What is asked:
1. Would you reproduce, word for word, the part of the forum thread on classical music and travel that begins at the words "So I am always" and stops after "(Jun 28, 2013)"?
2. Can you resume the forum thread on classical music and travel, carrying it on from its last line?

Provided text:
# Classical music and travel/movement.



## Albert7 (Nov 16, 2014)

I do a lot of commuting and yes I don't drive.

So I am always on the move.

What pieces remind you of travel or movement or something relaxing like a good car ride or relaxed plane flight?

Or pieces that inspire you to travel to new places?


----------



## Cosmos (Jun 28, 2013)

I tend to listen to music on the go a lot. If I'm just taking a walk, or in the car for a long drive, I'll put something on. But I never really plan what I'm going to listen to, I just play whatever I happen to be in the mood for.

A lot of Reich's music makes me think of traveling. I think it's the nature of his style where the music sounds like it's rolling, that it has its own momentum. A few times I've listened to Different Trains while on the train going through the city


----------



## brotagonist (Jul 11, 2013)

Data provided:
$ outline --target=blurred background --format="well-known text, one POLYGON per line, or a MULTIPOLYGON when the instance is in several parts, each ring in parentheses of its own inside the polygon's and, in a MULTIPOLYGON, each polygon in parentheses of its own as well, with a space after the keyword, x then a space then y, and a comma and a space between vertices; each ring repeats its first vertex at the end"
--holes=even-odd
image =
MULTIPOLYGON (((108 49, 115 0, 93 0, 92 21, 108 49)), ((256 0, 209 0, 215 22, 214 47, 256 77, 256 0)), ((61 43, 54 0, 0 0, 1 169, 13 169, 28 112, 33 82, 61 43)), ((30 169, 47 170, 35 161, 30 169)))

Responses by task:
1.
So I am always on the move.

What pieces remind you of travel or movement or something relaxing like a good car ride or relaxed plane flight?

Or pieces that inspire you to travel to new places?


----------



## Cosmos (Jun 28, 2013)

2.
When I listen to music on the go, it becomes background music. The car's engine, the whistling wind, the chatter on the bus or in malls or in parks: I cannot and dare not—for the sake of my hearing—turn up the volume enough to counteract the noise.


----------



## Dr Johnson (Jun 26, 2015)

I find the car an excellent place to listen to classical music, possibly because I _do_ (foolishly or not) turn up the volume to drown out the engine.


----------



## Woodduck (Mar 17, 2014)

I find the Brandenburg Concertos to be perfect highway music. The volume level is fairly even so you don't miss anything, and the unflagging rhythmic energy makes driving almost as pleasant as it was when I was young and driving actually _was_ pleasant (not so many damned trucks on the road and idiots passing simultaneously on your right and left going 80).


----------



## Weston (Jul 11, 2008)

No music on the go for me, except sometimes on the bicycle greenway home. Then it is whatever is on my iPod played at random. The wind still interferes though at my astonishing athletic speed, , so mostly I listen to podcasts and audiobooks. 

I can't think of any music that reminds me of travel except for the obvious ones, Honegger's Pacific 231, Sibelius' Nightride and Sunrise, and so forth.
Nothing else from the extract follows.